_Data entries_.
::::

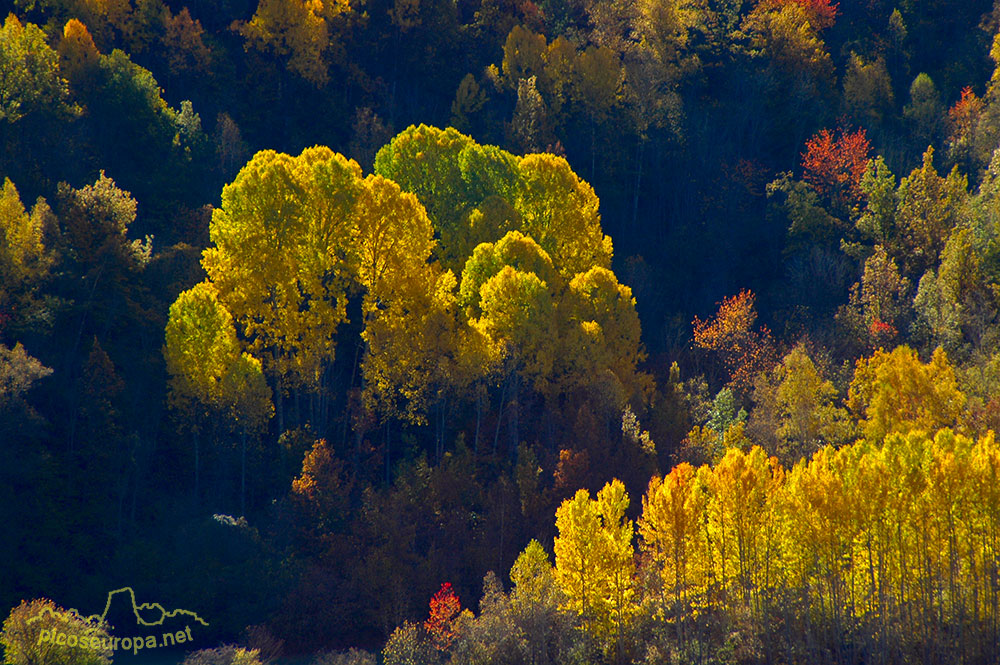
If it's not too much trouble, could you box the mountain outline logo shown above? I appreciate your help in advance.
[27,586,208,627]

::::

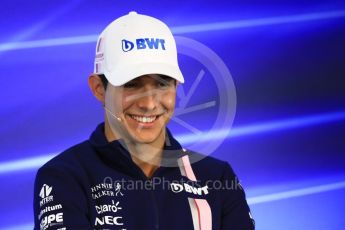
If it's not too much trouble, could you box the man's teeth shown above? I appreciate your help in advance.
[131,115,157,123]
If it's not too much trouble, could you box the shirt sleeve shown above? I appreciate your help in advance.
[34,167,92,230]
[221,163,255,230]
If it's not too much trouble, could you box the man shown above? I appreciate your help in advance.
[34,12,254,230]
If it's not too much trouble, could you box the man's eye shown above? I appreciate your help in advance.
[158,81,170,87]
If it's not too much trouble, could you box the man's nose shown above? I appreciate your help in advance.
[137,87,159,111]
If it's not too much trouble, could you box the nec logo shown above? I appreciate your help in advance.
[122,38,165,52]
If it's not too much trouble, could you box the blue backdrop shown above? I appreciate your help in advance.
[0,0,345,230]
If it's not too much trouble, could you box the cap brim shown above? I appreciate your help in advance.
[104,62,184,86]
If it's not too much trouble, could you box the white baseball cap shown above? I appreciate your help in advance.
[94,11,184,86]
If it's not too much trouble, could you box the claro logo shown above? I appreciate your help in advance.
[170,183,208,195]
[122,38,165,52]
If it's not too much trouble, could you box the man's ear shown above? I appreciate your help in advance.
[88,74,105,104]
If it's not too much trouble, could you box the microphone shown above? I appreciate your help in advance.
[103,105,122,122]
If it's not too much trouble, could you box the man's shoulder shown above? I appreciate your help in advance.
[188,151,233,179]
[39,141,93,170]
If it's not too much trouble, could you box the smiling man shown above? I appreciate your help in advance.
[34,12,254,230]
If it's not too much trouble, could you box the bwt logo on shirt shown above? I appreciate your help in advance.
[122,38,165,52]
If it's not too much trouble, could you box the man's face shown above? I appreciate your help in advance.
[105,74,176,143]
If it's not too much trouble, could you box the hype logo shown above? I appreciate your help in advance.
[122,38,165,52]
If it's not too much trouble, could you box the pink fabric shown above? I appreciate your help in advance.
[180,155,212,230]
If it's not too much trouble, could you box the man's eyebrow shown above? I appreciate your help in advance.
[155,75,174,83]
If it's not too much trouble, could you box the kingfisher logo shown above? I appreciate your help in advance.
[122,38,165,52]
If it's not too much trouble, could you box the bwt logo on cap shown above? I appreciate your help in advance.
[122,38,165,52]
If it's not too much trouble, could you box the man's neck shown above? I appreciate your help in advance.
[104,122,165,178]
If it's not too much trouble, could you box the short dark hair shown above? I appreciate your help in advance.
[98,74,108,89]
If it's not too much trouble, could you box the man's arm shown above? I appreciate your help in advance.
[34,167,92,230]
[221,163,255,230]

::::

_Given request_. Starting at the line that contains "If it's not too much trouble, could you box the nec" and stopping after the line that contains "[0,0,345,230]", copy out those entries with "blue background" substituted for "blue backdrop" and nothing else changed.

_Solution for this exercise_.
If it's not too much trouble, could you box the nec logo shown above? I appreciate your help in advance.
[122,38,165,52]
If it's not too much trouble, could you box the blue background shown above? I appreciate your help in advance.
[0,0,345,230]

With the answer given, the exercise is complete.